## DOCUMENT SECTION
Don’t trust the return address, no really

Date:August 17, 2006 / year-entry #279
Tags:code
Orig Link:https://blogs.msdn.microsoft.com/oldnewthing/20060817-17/?p=30073
Comments:    18
Summary:In the discussion of how to prevent non-"trusted" DLLs from using private OS resources, more than one person suggested having the LoadLibrary or FindResource function behave differently depending on who the caller is. But we already saw that you can't trust the return address and that you definitely shouldn't use the return address to make...

In the discussion of how to prevent non-"trusted" DLLs from using private OS resources, more than one person suggested having the LoadLibrary or FindResource function behave differently depending on who the caller is. But we already saw that you can't trust the return address and that you definitely shouldn't use the return address to make a security decision (which is what these people are proposing).

All attackers have to do is find some other "trusted" code to do their dirty work. For example, the LoadString function internally calls FindResource to locate the appropriate string bundle. Therefore, if attackers want to get a string resource from a "trusted" DLL, they could use LoadString to do it, since LoadString will call FindResource, and FindResource will say, "Oh, my caller is USER32.DLL, which is trusted." Bingo, they just stole a string resource.

"Well, I could add that same check to LoadString."

I was just giving LoadString as an example of a "middle man" function that you can exploit. Sure, extra code could be added to LoadString to check its return address and reject attempts to load strings from "protected" libraries if the caller is "untrusted", but attackers would just look for some other middle man they could exploit. And even if you were diligent enough to protect all such potential middle-men, you still are vulnerable to the sort of stack-manipulation games that don't require anything from a "trusted" DLL aside from a return instruction. (And there are plenty of those.)

No, you cannot impose security boundaries within a process. Once you let code run unchecked in your process, you have to treat the entire process as compromised. Even the parts that you thought were trustworthy.

Now, you might say, "Oh, we're not really making a security decision here. We just want to make circumventing the system so much hard work that somebody who goes to that much effort knows that they're doing something unsupported." But as commenter Duncan Bayne points out, that applies only to the first person to do it. They then make a library out of their technique, or publish it in a magazine article, and now anybody can use it without a struggle, and consequently without it crossing their mind that "Gosh, maybe this isn't such a great idea to use in production software."


Comments (18)
  1. new Poster() says:

    .Net uses code access security, where security decisions are made by walking up the call stack and performing access checks (obviously it’s more complicated then that).  Could you apply any of those principles to this problem?

## LISTED ENTRIES
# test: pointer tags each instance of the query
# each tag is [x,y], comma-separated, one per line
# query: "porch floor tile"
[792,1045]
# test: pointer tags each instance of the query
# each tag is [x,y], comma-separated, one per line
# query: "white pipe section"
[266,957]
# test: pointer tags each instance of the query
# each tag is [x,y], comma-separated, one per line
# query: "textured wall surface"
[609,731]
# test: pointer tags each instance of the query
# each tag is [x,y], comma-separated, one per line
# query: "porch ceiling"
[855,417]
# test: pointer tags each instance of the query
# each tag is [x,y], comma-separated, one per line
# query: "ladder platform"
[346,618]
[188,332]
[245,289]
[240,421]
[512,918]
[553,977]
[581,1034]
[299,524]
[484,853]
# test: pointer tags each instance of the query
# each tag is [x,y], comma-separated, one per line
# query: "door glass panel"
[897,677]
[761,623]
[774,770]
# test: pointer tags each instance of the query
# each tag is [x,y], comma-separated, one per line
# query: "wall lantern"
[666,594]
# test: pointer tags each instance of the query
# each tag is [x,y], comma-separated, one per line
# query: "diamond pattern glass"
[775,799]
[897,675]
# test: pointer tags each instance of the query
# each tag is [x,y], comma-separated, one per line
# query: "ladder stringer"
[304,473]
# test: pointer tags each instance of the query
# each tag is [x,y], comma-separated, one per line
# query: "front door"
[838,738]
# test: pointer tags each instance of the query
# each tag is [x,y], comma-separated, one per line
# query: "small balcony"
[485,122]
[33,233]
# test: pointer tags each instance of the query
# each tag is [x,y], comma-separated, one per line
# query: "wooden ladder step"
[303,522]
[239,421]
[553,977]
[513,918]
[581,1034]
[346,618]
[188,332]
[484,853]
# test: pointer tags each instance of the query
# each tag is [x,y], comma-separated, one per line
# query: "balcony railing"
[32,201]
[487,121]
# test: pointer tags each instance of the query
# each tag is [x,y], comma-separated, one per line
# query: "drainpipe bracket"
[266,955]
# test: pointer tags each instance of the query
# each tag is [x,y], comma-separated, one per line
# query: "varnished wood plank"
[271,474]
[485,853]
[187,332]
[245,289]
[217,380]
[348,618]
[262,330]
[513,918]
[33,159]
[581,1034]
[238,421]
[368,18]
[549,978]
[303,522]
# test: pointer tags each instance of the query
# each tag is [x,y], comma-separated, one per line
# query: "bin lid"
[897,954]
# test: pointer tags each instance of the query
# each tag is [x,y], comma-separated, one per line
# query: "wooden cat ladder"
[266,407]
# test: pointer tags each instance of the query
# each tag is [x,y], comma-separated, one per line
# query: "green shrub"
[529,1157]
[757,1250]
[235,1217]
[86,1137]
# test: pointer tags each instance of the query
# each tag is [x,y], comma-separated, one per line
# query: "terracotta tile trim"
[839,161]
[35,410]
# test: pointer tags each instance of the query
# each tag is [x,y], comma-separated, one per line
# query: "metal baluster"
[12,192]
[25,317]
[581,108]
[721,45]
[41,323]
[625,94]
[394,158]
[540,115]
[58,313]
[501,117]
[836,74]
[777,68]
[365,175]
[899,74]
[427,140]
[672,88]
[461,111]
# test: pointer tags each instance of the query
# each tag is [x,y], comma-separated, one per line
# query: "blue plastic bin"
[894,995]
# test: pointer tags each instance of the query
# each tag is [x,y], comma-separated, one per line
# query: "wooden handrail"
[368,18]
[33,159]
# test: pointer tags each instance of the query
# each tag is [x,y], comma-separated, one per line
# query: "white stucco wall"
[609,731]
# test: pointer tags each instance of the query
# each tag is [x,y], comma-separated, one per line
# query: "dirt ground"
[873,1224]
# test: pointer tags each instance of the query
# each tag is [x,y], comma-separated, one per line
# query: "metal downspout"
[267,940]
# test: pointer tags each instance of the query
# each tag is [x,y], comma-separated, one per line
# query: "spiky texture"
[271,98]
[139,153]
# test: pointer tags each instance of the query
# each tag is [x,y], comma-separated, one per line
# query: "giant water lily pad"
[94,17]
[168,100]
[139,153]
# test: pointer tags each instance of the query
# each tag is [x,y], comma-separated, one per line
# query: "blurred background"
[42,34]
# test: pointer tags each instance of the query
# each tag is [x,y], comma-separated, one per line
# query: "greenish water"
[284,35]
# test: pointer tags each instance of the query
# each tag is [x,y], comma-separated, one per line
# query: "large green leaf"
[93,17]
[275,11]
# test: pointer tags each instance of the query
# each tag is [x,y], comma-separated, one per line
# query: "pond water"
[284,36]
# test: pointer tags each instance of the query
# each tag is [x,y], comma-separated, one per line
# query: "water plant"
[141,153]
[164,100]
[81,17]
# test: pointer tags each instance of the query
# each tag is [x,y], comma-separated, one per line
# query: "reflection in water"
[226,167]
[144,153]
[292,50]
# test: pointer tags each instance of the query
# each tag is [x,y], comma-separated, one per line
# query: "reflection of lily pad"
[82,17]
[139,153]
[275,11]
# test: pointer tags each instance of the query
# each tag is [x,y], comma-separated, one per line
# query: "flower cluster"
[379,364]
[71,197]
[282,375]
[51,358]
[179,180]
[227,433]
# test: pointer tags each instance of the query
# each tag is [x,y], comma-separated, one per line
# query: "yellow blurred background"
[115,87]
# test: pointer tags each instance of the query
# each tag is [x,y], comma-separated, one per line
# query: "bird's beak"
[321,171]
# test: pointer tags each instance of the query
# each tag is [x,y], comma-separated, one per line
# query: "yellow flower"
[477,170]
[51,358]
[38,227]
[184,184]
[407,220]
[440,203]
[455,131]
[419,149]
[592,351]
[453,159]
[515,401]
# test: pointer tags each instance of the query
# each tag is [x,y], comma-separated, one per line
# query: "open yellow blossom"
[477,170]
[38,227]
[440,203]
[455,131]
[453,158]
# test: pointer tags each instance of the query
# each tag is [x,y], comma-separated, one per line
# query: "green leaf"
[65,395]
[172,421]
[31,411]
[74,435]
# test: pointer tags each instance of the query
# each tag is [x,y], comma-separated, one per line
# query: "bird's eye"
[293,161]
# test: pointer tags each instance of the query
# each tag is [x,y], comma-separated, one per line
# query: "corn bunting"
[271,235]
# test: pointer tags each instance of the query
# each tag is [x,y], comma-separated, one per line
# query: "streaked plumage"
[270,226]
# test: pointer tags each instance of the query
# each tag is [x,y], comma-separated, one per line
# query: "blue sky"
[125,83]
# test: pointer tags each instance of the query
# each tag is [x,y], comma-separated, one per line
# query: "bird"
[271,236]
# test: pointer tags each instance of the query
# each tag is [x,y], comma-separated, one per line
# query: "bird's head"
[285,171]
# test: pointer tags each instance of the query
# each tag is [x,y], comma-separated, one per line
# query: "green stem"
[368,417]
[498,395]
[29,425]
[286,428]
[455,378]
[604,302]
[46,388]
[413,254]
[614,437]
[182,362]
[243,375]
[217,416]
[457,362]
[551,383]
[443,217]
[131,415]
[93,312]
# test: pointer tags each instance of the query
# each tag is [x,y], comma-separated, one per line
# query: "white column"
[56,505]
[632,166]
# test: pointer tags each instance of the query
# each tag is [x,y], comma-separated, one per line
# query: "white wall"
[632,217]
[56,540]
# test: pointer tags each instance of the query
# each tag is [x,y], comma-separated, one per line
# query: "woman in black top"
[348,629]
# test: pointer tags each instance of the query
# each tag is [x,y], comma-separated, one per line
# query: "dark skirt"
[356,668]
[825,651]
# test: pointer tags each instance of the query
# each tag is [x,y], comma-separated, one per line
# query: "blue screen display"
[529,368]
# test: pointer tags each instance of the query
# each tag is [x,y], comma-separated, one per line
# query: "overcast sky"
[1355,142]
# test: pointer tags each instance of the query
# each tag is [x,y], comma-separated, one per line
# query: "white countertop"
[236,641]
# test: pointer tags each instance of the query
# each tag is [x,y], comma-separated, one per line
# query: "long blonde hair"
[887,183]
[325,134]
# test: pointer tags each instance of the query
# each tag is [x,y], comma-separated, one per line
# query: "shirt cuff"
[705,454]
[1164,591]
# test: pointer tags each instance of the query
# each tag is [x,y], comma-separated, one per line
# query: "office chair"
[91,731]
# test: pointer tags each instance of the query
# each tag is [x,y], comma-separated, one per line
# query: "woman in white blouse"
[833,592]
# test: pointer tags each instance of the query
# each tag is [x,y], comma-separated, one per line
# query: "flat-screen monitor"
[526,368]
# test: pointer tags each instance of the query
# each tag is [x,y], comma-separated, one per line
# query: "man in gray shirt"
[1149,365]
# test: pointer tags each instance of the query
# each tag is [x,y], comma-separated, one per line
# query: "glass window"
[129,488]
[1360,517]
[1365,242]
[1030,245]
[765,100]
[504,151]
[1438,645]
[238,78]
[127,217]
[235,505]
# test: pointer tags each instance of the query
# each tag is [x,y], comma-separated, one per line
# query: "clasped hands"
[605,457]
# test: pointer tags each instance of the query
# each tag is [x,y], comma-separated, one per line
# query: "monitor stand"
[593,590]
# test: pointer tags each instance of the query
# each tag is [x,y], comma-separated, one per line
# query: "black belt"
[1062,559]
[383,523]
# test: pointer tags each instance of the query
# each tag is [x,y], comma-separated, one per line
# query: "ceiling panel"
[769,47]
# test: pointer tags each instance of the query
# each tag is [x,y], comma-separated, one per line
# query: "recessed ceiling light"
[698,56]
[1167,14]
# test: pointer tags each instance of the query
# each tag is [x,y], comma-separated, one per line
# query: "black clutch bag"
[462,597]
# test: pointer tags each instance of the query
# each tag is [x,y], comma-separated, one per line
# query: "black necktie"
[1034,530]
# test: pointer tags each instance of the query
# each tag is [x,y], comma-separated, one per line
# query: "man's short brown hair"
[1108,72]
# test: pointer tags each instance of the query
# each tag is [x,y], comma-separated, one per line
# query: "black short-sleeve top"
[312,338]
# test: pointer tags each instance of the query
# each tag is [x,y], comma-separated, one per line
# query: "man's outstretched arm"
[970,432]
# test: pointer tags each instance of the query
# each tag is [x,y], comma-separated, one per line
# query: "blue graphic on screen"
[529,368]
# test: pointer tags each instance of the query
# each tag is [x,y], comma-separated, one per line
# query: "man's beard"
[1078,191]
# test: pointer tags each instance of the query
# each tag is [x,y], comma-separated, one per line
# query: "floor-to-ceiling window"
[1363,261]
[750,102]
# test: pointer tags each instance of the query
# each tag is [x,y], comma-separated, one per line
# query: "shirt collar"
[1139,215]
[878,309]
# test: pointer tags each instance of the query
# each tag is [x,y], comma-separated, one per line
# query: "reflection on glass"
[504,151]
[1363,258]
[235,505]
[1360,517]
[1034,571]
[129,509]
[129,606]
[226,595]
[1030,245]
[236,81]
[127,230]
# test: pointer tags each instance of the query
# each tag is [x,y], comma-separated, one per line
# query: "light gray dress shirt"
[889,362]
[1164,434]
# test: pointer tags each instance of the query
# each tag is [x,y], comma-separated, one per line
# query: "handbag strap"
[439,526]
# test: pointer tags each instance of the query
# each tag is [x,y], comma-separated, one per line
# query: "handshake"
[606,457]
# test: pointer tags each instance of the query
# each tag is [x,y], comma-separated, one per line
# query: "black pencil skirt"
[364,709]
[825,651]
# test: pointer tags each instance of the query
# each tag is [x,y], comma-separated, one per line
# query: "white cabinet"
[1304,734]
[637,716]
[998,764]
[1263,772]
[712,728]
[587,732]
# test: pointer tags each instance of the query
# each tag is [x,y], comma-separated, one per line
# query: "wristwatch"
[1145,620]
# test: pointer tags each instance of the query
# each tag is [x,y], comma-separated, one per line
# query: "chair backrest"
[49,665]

## WHAT THIS EXERCISE ASKS
#1 According to the blog post, which function does LoadString call internally to locate the appropriate string bundle?
#2 Reproduce everything in the blog post from "No, you cannot" down to "Comments (18)".
The material after the blog post has no connection to it.

## SOLUTIONS TO THE EXERCISE
#1 FindResource

#2
No, you cannot impose security boundaries within a process. Once you let code run unchecked in your process, you have to treat the entire process as compromised. Even the parts that you thought were trustworthy.

Now, you might say, "Oh, we're not really making a security decision here. We just want to make circumventing the system so much hard work that somebody who goes to that much effort knows that they're doing something unsupported." But as commenter Duncan Bayne points out, that applies only to the first person to do it. They then make a library out of their technique, or publish it in a magazine article, and now anybody can use it without a struggle, and consequently without it crossing their mind that "Gosh, maybe this isn't such a great idea to use in production software."


Comments (18)